__Fragmento del texto__:
%%
Navlet se jubiló hace 10 años con la pensión máxima, poco menos de 2.200 euros netos al mes, tras 35 años como profesor de Biología en la Universidad de Alcalá de Henares. Se sabe con suerte. En 2015 su compromiso político le llevó a ir en las listas de IU para el Ayuntamiento de Madrid. La respuesta a cómo cuidar mejor de los mayores la tiene grabada a fuego: que vivan dignamente y que no vean sufrir a sus seres queridos por la precariedad.
Mercedes Serrano sabe bien a lo que Jacinto se refiere. Matriarca en una familia con varios hijos desempleados, cuida de todos, incluidos dos nietos de tres y seis años, y estira su pensión no contributiva de algo más de 300 euros, más lo que se pueda arañar de aquí y de allá.
Cada vez que una asociación del barrio anuncia que puede repartir comida, baja con una silla plegable, se sienta y espera su turno. No es especialmente mayor, acaba de cumplir los 66 años, pero el cansancio se le acumula en el gesto. “Si hubiera sido pintora habría pintado en el asiento un costurero con todas las bobinas de todos los colores”. Es uno de los poemas que escribe y enseña en la conversación, mientras se imagina sentada en otro lugar. Le preocupan muchas otras cosas antes que la fecha en la que será vacunada.
Teóricamente es propietaria de vivienda en la calle Mesón de Paredes en el distrito Centro, aunque en realidad lo que posee es una hipoteca con Bankia a la que debe “más o menos un año” de cuotas de 600 euros cada una. Asegura que cuando la tarde llega en su casa solo enciende una bombilla hasta que se van a la cama. También deben dos meses a la compañía eléctrica. “Del gas ni hablamos, después de este mes, la calefacción… cuando venga, ya veremos”.
Hace cuatro meses consiguió que la Junta Municipal de Centro le diera 100 euros para comprar comida. Le insistieron mucho en que debería justificar el gasto. “Tengo todos los tiquets guardaditos de Carrefour, pero aquí no ha venido nadie a pedirlos”. No sabe qué tiene que hacer ahora con ellos, nadie le ha dicho nada ni le han vuelto a llamar.
%%
[Elementos del conjunto de datos]
%%
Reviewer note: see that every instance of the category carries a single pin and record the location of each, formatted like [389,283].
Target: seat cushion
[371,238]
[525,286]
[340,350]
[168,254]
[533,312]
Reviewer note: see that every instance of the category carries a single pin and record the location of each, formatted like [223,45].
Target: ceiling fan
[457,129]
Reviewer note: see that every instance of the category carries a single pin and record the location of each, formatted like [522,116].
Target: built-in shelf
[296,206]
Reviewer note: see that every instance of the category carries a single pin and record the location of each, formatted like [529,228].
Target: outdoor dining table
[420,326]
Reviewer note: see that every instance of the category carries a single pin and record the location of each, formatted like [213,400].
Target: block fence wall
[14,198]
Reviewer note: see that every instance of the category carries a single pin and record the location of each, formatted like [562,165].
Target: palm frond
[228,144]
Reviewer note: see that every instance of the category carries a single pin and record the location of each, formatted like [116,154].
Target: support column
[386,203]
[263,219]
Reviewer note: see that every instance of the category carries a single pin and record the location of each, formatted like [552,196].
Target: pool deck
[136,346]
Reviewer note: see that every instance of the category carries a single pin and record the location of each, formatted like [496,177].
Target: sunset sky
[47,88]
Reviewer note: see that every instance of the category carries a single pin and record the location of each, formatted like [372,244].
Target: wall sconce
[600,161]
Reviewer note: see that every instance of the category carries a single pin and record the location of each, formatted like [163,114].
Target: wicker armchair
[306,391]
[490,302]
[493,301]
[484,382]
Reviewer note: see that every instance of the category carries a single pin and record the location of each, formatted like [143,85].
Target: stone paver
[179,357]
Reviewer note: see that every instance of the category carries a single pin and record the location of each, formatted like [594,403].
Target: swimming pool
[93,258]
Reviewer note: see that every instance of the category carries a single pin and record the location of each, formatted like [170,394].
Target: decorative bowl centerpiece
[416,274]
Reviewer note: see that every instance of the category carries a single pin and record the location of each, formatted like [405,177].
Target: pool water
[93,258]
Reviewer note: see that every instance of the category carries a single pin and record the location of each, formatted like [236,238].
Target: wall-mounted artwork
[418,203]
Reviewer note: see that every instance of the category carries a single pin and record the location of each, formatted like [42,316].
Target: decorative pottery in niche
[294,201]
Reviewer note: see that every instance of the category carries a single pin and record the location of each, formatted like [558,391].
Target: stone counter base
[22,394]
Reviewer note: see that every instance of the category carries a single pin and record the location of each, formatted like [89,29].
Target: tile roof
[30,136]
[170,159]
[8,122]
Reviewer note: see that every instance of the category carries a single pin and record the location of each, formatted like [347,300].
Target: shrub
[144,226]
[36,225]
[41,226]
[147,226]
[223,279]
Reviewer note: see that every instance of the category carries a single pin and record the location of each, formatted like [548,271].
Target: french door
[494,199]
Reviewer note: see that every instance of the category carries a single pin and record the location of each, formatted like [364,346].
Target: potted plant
%%
__Conjunto de ejercicios__:
1. En el texto sobre las pensiones de Jacinto Navlet y Mercedes Serrano, ¿cuántos años trabajó Navlet como profesor de Biología en la Universidad de Alcalá de Henares?
2. Prosigue el texto sobre las pensiones de Jacinto Navlet y Mercedes Serrano a partir de su última oración.

__Respuestas por tarea__:
1. 35 años.

2.
Rafaela Fresno, Falita, y Félix Rueda se casaron en Madrid en 1964. De 88 y 84 años, siguen juntos e inseparables, aunque la vacuna no les ha respetado esta costumbre de décadas: el martes que viene, 2 de marzo, ya tiene cita él, pero ella tendrá que esperar. “Van de más a menos con la edad, empiezan con los que estamos más estropeados, se ve”, cuenta con una sonrisa Félix. El confinamiento de la pandemia no les ha afectado demasiado ya que tienen una amplia red entre hijas, nietos, incluso vecinos de su edificio en el barrio La Paz, en Fuencarral, que se preocupa por ellos. Él ha sido practicante (ATS, corrige) municipal, se sacó unas oposiciones y ejerció durante 40 años de “pinchaculos” como recuerda que le llamaban. “Cuando entraba en un bar, los niños salían corriendo”. Pide que todo el mundo se vacune contra el coronavirus cuando se lo digan, que no hagan tonterías. “¿Qué haré cuando me vacune? Tener menos miedo, poder dar la mano a uno y a otro, o tomar un vinito o una cerveza con algún vecino”.
Falita lee y ve muchas noticias, no quiere aislarse del mundo por el confinamiento o la edad. No le parece bien ser vacunada antes que los profesores. “Están con muchos niños, nosotros los mayores vamos tirando, pero creo que los docentes deberían ser vacunados antes que nosotros”. En cualquier caso, cuando le avisen, irá al centro de salud a vacunarse, “y les diré esto mismo si me preguntan”.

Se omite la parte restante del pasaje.